## [TEXT SECTION]
— Begin —

#

The Hydra-Headed Model of Social Change

Many people want to change the world. Depending on the direction they would like to go in, they need to select a suitable strategy.

Speaking for myself, my desired change is to return to a free market in money and credit. So, I founded Monetary Metals, to make it profitable to invest in the gold standard. We provide capital to productive businesses and pay savers gold interest on their gold. We make money while helping the world. The strategy depends on a voluntary choice by all participants, which they make because of their self-interest.

However, many want a different kind of change. Not a system that benefits everyone, but free goodies and the power to dispense them. In other words, a flavor of socialism.

In order for Joe to get something for nothing, then Mary must get nothing for something. Obviously, Mary will not volunteer for the role of sacrificial animal. Therefore, the aspiring socialist cannot start a business that makes money by accomplishing this kind of change. There is no equivalent of a Monetary Metals for a socialist cause.

The truth needs to be said only once, but a lie must be stated and restated endlessly to reinforce it. The same is true for an unjust and dishonest policy. A socialist policy needs a diverse group of promoters, to sell it and the lies on which it is based.

Let’s look at modern monetary theory (MMT) as a case study. MMT is based on some frivolous assertions. I will shine some sunlight on them, but my focus here is not on debunking MMT. It is to look at the social movement that sprung up around MMT.

Socialist ideas are not new. Indeed, the world does not want to go back to Karl Marx, Joseph Stalin, Mao Zedong, or Adolf Hitler. Or the twentieth-century economist whose book was praised by Mussolini, as a “useful introduction to fascist economics”: John Maynard Keynes.1

At least not under those banners. If a socialist policy is to gain traction today, in America, it has to be given fresh new branding.

Step one is therefore a seminal paper, authored by someone of sufficient gravitas to get away with it. It could be a well-positioned professor emeritus. In the case of MMT, it is successful businessman and elder statesman, Warren Mosler. The paper plus the body of work that builds on it, serves as the base of the platform for a new, revitalized socialist social movement.

The seminal MMT paper is “Soft Currency Economics” by Warren Mosler, in 1994 whose foundations are built upon a swamp of debunked ideas.

— End —

## [LISTED RECORDS]

— Begin —

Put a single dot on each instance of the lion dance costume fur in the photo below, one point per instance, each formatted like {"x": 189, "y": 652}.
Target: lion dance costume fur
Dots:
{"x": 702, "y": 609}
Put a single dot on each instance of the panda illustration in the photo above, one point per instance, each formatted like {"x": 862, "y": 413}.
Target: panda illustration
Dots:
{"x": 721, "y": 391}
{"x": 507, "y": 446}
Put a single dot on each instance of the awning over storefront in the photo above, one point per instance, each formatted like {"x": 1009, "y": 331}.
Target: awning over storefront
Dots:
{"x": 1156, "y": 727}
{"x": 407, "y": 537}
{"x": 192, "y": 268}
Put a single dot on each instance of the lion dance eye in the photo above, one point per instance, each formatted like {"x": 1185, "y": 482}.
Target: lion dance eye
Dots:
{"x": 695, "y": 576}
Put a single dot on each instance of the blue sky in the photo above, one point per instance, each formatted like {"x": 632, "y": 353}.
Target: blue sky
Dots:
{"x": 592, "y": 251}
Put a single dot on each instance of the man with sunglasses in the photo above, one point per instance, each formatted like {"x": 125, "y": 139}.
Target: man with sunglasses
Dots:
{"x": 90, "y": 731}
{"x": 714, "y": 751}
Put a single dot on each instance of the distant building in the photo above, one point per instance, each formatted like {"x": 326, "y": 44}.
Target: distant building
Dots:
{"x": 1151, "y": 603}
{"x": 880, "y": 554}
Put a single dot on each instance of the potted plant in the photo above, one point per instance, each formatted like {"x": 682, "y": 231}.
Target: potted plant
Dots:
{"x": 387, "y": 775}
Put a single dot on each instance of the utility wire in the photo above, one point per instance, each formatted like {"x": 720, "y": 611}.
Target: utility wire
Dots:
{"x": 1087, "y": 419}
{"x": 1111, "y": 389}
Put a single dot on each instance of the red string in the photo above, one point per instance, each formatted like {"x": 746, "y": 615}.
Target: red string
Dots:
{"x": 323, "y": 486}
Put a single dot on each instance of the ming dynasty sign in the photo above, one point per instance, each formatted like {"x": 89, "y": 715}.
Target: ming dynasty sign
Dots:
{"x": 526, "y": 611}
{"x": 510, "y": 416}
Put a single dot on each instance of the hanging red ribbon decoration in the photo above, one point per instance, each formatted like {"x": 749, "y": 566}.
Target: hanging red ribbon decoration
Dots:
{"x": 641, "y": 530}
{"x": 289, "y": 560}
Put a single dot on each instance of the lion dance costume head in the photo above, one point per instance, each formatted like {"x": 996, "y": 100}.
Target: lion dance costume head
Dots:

— End —

## [PROBLEM 1]
From the social change essay, list every historical figure the world is said not to want to go back to.
## [PROBLEM 2]
Answer these from the social change essay:
(a) What does Monetary Metals pay savers?
(b) How did Mussolini describe the book by John Maynard Keynes?
(c) What is the title of the seminal MMT paper, and in what year did it appear?
## [PROBLEM 3]
Extract the passage of the social change essay starting with "The Hydra-Headed Model" and going on through "flavor of socialism.".

## [EXERCISE RESPONSE 1]
Karl Marx
Joseph Stalin
Mao Zedong
Adolf Hitler
John Maynard Keynes

## [EXERCISE RESPONSE 2]
(a) Gold interest on their gold.
(b) As a "useful introduction to fascist economics."
(c) "Soft Currency Economics," in 1994.

## [EXERCISE RESPONSE 3]
The Hydra-Headed Model of Social Change

Many people want to change the world. Depending on the direction they would like to go in, they need to select a suitable strategy.

Speaking for myself, my desired change is to return to a free market in money and credit. So, I founded Monetary Metals, to make it profitable to invest in the gold standard. We provide capital to productive businesses and pay savers gold interest on their gold. We make money while helping the world. The strategy depends on a voluntary choice by all participants, which they make because of their self-interest.

However, many want a different kind of change. Not a system that benefits everyone, but free goodies and the power to dispense them. In other words, a flavor of socialism.